→ TASK DETAILS
In the part that runs from the start of the entries through the line containing "256 168 L 256", replace "instance" with "occurrence" and give those lines again with everything else unchanged.

Begin DATA ENTRIES

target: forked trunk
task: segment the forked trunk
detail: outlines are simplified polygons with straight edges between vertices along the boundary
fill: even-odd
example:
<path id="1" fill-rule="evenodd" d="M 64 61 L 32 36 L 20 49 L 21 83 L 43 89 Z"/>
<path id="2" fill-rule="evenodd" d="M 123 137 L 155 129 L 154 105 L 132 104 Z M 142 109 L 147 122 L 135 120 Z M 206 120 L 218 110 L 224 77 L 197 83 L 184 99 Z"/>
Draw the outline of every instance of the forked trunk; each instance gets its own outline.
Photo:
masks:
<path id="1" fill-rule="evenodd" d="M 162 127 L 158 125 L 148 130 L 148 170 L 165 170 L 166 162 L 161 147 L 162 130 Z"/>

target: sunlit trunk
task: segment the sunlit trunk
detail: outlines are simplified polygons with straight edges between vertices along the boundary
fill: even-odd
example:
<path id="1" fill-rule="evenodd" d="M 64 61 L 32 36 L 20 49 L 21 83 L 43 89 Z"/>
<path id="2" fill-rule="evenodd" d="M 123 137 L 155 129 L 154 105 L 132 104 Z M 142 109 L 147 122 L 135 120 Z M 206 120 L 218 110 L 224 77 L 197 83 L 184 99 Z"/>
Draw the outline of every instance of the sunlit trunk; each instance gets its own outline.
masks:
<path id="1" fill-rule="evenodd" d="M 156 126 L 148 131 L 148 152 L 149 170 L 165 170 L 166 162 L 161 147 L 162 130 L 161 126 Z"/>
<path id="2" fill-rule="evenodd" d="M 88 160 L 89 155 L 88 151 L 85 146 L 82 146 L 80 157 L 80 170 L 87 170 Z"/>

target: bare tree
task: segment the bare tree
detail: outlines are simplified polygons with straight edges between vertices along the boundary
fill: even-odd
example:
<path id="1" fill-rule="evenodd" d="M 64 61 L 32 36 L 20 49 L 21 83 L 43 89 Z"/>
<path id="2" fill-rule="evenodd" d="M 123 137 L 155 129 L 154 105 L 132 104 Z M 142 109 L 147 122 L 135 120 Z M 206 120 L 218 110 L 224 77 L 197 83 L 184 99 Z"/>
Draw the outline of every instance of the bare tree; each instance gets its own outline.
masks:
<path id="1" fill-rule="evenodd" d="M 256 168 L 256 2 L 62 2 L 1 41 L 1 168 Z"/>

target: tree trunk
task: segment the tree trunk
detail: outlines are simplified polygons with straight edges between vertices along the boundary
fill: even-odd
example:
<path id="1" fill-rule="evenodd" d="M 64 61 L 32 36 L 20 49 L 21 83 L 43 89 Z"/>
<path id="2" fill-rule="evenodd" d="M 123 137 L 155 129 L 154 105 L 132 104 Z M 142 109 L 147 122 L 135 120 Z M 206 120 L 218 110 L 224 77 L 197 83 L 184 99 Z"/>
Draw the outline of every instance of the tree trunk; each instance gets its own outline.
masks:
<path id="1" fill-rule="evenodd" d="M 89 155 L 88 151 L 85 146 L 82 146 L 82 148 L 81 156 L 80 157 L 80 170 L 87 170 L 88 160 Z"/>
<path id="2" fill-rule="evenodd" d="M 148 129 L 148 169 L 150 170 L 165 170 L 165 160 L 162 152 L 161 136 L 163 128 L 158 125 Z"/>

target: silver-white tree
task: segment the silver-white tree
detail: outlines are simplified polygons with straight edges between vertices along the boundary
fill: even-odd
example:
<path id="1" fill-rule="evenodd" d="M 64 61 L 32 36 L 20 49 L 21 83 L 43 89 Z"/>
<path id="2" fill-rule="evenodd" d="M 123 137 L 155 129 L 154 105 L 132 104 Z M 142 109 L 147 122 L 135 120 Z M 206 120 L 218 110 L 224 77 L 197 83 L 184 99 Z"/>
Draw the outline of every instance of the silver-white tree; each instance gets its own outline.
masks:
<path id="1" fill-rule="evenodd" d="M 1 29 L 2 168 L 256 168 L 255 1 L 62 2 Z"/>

End DATA ENTRIES

→ ANSWER TO THE EXERCISE
target: forked trunk
task: segment the forked trunk
detail: outlines are simplified polygons with straight edges between vertices along the boundary
fill: even-odd
example:
<path id="1" fill-rule="evenodd" d="M 64 61 L 32 36 L 20 49 L 21 83 L 43 89 Z"/>
<path id="2" fill-rule="evenodd" d="M 123 137 L 155 129 L 154 105 L 132 104 Z M 142 109 L 147 122 L 135 120 Z M 206 120 L 218 110 L 224 77 L 197 83 L 184 99 Z"/>
Draw the outline of every occurrence of the forked trunk; each occurrence gets its own outline.
Photo:
masks:
<path id="1" fill-rule="evenodd" d="M 162 127 L 158 125 L 148 130 L 148 170 L 165 170 L 166 162 L 161 147 L 162 130 Z"/>

target: sunlit trunk
task: segment the sunlit trunk
detail: outlines are simplified polygons with straight edges between vertices along the boundary
fill: even-odd
example:
<path id="1" fill-rule="evenodd" d="M 64 61 L 32 36 L 20 49 L 21 83 L 43 89 Z"/>
<path id="2" fill-rule="evenodd" d="M 123 137 L 155 129 L 154 105 L 132 104 Z M 142 109 L 147 122 L 135 120 Z M 206 120 L 218 110 L 224 77 L 197 83 L 184 99 Z"/>
Draw the outline of every occurrence of the sunlit trunk; each occurrence gets its own outline.
masks:
<path id="1" fill-rule="evenodd" d="M 156 126 L 148 131 L 148 152 L 149 170 L 165 170 L 166 162 L 161 147 L 162 130 L 161 126 Z"/>
<path id="2" fill-rule="evenodd" d="M 88 160 L 89 155 L 88 151 L 85 146 L 82 146 L 80 157 L 80 170 L 87 170 Z"/>

target: bare tree
task: segment the bare tree
detail: outlines are simplified polygons with straight edges between vertices along the boundary
fill: even-odd
example:
<path id="1" fill-rule="evenodd" d="M 64 61 L 32 36 L 20 49 L 21 83 L 43 89 Z"/>
<path id="2" fill-rule="evenodd" d="M 123 137 L 155 129 L 154 105 L 132 104 Z M 142 109 L 147 122 L 135 120 Z M 206 120 L 218 110 L 224 77 L 197 83 L 184 99 Z"/>
Draw the outline of every occurrence of the bare tree; each occurrence gets its own outline.
masks:
<path id="1" fill-rule="evenodd" d="M 256 168 L 256 2 L 62 2 L 1 41 L 1 168 Z"/>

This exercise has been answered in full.